*WHAT YOU WILL DO*: Can you extend the text below on the gift of tongues and Charles Hodge, picking up right after its final sentence?

The arguments against the common view of the nature of the gift of tongues, (apart from the exegetical difficulties with which it is thought to be encumbered,) are not such as to make much impression upon minds accustomed to reverence the Scriptures.
The passage referred to, therefore, must be understood in consistency with the other passages referring to the same subject. Though there are difficulties attending any view of the gift in question, arising from our ignorance, those connected with the common interpretation are incomparably less than those which beset any of the modern conjectures.
Charles Hodge, (1797-1878), was a leading American theologian of the nineteenth century. Born in Philadelphia, son of an army surgeon, he was educated at Princeton, graduating from the college in 1815 and from the seminary in 1819. His theological studies under Archibald Alexander determined his life-work. He became an instructor at Princeton Seminary in 1820, and remained there for the rest of his life, except for two years’ study in France and Germany (1826-28). He was professor of oriental and biblical literature (1822-40), then professor of theology. His own theology was mainly that of the Westminster Confession with obvious traces of scholastic Calvinism, notably from Turretine. His thought was governed by a high view of verbal inspiration and infallibility. While orthodox Calvinism was declining in American thought generally, and the evolutionary idea was beginning to exert unusual power, Hodge unswervingly defended a super-naturally inspired Bible and thereby placed his stamp upon what came to be called “Princeton theology.” This had a powerful influence, not only in his own Old School Presbyterian circles, but in other churches as well.

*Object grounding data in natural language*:
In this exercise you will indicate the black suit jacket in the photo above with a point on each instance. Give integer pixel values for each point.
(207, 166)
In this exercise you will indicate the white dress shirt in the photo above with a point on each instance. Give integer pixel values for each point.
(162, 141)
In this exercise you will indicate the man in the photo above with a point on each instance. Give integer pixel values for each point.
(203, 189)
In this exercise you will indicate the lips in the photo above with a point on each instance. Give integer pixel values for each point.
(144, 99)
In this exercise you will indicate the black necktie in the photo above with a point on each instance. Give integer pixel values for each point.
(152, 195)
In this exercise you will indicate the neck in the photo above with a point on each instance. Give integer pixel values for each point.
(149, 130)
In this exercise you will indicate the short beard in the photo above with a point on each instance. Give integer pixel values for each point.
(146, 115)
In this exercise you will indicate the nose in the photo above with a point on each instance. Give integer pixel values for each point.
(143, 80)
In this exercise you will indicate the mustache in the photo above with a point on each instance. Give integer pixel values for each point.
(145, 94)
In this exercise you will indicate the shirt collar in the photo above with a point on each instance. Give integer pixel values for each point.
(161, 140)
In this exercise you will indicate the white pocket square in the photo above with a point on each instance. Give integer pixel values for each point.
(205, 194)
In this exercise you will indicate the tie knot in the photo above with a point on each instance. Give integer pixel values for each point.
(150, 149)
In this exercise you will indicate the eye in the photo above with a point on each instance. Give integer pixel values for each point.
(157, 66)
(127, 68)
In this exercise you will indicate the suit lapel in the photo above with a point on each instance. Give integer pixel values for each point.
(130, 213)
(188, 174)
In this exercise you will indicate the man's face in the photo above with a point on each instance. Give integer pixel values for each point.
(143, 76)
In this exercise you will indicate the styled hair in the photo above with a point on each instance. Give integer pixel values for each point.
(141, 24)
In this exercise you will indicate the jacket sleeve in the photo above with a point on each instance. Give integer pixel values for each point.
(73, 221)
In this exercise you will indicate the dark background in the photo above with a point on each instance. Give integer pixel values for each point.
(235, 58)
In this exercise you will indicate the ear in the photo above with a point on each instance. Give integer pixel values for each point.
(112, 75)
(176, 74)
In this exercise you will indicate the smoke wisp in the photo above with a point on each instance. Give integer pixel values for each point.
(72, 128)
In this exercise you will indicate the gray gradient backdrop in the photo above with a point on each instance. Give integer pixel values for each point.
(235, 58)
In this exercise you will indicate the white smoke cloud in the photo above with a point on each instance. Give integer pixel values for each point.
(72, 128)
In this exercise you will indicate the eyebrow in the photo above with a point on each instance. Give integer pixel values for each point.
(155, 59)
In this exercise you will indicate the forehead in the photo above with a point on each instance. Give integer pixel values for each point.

*RESPONSE BELOW*:
His writings carried his influence beyond the 3,000 students he taught during a half-century. He started the Biblical Repertory in 1825 (later called the Biblical Repertory and Theological Review, and after 1836 the Biblical Repertory and Princeton Review) and edited it for more than forty years. His first book, A Commentary on the Epistle to the Romans (1835; 19th ed., 1880), established his scholarship. Among his later works none exerted greater influence than his Systematic Theology (3 vols., 1872-73).
He also held a commanding position in the Presbyterian Church. He was moderator of the general assembly (Old School) in 1846, and a prominent member of the missionary and educational boards. In the controversy of 1837 he opposed the New School views of doctrine and polity. When division came, he supported it.